··· PASSAGE SHOWN

Johnson grew up in Kirkland and later lived in New York for 10 years. She and Hill moved to Mountlake Terrace nearly five years ago in order to be closer to family while raising their son Jackson.
Her efforts to find a publisher also yielded a local connection as East of Manhattan was published by Books to Go Now, which is based in Poulsbo.
“The thing that got me through the hardest parts of it – and also I was doing this through the height of the pandemic too – and what kept me going was visualizing holding the physical copy of my book,” Johnson said. “And then when that day happened, when that box of books arrived, it was just so rewarding and beyond any emotion I could describe because that’s the thing I had been dreaming of.”
She celebrated with family on the patio at Epulo Bistro in Edmonds after receiving the printed copies of her book. Her mother even had a custom cake made for the occasion that was decorated with the book cover. “It was so much fun,” Johnson said, “we had this awesome dinner and a toast and we ate cake and it was just a really fun way to celebrate.”
Johnson reported that she’s received positive feedback about her debut novel. She noted, “People who are closest to me they always want to know what’s real and what’s fiction and it’s just not always fun to tell them — I would like them to draw their own conclusions.

······

Reproduce the passage about Johnson's debut novel, East of Manhattan, word for word.

··· ENTRIES SHOWN

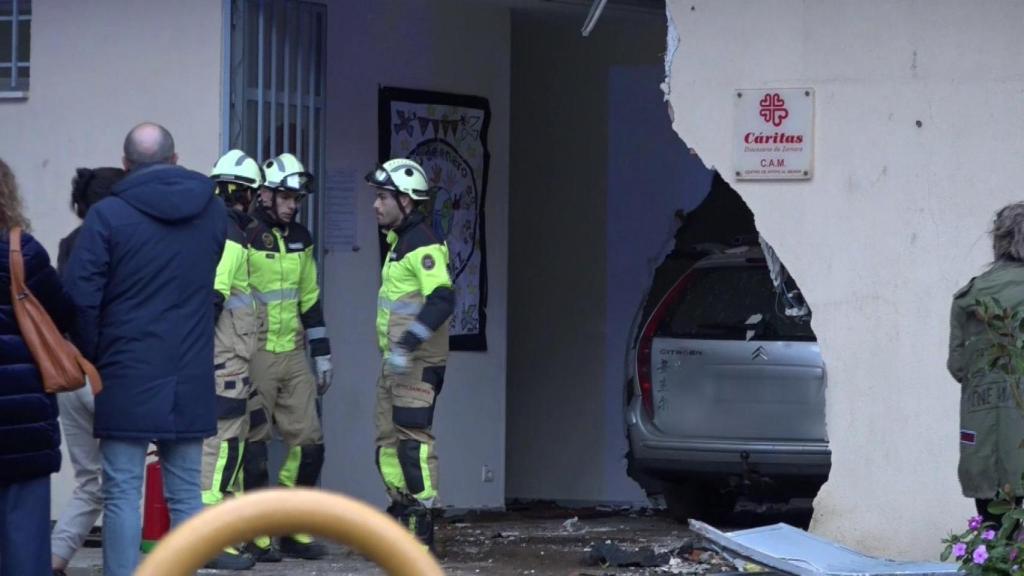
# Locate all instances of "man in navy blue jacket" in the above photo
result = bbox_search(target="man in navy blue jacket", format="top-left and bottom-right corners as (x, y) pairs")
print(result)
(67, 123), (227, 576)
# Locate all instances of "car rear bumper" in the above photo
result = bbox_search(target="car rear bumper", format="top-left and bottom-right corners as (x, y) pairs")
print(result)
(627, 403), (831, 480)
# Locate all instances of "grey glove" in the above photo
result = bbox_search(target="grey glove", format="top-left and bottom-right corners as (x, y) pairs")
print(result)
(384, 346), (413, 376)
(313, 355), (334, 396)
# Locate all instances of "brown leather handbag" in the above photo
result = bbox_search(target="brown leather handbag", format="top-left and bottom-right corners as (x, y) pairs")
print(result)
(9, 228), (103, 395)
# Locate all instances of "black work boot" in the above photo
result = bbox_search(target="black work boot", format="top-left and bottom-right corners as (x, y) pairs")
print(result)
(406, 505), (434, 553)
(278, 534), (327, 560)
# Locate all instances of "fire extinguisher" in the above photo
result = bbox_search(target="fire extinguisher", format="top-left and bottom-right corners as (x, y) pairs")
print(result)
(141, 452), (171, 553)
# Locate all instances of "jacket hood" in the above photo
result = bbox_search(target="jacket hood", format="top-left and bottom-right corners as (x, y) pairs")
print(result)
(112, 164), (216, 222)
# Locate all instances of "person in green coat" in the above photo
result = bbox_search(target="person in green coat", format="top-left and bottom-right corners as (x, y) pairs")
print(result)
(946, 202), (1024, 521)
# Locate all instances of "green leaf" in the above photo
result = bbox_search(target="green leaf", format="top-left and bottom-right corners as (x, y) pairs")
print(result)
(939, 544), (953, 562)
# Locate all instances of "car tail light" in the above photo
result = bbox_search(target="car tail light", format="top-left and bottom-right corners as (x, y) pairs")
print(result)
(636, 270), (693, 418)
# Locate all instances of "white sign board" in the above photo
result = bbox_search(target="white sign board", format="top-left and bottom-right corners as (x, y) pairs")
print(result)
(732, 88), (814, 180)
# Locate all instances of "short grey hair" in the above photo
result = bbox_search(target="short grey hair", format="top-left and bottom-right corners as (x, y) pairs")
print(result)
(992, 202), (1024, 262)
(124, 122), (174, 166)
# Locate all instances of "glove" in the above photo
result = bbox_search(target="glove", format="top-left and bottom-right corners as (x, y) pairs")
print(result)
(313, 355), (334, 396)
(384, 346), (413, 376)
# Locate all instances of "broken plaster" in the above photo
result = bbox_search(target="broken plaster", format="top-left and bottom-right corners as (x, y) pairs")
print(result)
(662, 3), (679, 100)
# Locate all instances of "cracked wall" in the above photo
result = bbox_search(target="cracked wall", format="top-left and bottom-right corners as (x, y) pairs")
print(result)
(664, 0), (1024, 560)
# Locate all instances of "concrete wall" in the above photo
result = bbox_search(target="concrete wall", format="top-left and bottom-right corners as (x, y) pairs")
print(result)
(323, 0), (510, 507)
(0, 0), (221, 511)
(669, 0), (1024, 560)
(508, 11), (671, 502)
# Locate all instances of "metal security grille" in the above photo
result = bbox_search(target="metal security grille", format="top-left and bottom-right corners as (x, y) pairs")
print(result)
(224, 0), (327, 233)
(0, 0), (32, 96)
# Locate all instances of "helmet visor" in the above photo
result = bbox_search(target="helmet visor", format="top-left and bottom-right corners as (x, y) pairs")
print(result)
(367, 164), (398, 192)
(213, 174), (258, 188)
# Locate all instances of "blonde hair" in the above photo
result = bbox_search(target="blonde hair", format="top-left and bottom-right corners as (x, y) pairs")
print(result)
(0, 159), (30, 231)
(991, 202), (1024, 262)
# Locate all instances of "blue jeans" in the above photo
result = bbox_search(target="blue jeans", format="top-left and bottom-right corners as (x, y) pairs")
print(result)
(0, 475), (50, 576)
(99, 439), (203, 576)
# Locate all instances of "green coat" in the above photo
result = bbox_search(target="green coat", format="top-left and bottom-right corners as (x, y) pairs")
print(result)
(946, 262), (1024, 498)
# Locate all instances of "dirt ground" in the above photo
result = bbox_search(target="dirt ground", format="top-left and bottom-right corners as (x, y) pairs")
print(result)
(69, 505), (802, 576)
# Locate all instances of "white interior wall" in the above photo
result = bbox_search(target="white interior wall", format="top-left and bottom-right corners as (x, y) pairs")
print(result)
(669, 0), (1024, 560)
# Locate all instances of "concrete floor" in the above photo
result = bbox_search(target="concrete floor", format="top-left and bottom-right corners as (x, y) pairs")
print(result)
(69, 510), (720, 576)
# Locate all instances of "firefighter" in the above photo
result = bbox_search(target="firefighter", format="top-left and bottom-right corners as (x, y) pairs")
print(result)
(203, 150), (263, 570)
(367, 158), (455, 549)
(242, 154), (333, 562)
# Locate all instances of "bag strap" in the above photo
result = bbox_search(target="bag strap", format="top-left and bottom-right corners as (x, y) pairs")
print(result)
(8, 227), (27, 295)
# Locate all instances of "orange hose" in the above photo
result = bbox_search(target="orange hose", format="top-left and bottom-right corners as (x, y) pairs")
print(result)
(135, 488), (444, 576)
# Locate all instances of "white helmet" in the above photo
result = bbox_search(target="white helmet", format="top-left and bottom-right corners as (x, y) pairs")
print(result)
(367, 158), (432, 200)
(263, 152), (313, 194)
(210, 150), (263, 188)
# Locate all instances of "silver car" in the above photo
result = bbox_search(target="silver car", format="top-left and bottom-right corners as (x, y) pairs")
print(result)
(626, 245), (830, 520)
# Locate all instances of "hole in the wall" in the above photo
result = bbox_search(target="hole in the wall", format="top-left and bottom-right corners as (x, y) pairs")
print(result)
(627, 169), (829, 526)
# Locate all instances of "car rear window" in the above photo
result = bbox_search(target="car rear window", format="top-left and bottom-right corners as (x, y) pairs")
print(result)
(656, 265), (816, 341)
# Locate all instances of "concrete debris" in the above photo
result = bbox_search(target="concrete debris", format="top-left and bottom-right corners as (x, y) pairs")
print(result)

······

▸ **OUTPUT FOR THIS TASK**
Johnson grew up in Kirkland and later lived in New York for 10 years. She and Hill moved to Mountlake Terrace nearly five years ago in order to be closer to family while raising their son Jackson.
Her efforts to find a publisher also yielded a local connection as East of Manhattan was published by Books to Go Now, which is based in Poulsbo.
“The thing that got me through the hardest parts of it – and also I was doing this through the height of the pandemic too – and what kept me going was visualizing holding the physical copy of my book,” Johnson said. “And then when that day happened, when that box of books arrived, it was just so rewarding and beyond any emotion I could describe because that’s the thing I had been dreaming of.”
She celebrated with family on the patio at Epulo Bistro in Edmonds after receiving the printed copies of her book. Her mother even had a custom cake made for the occasion that was decorated with the book cover. “It was so much fun,” Johnson said, “we had this awesome dinner and a toast and we ate cake and it was just a really fun way to celebrate.”
Johnson reported that she’s received positive feedback about her debut novel. She noted, “People who are closest to me they always want to know what’s real and what’s fiction and it’s just not always fun to tell them — I would like them to draw their own conclusions.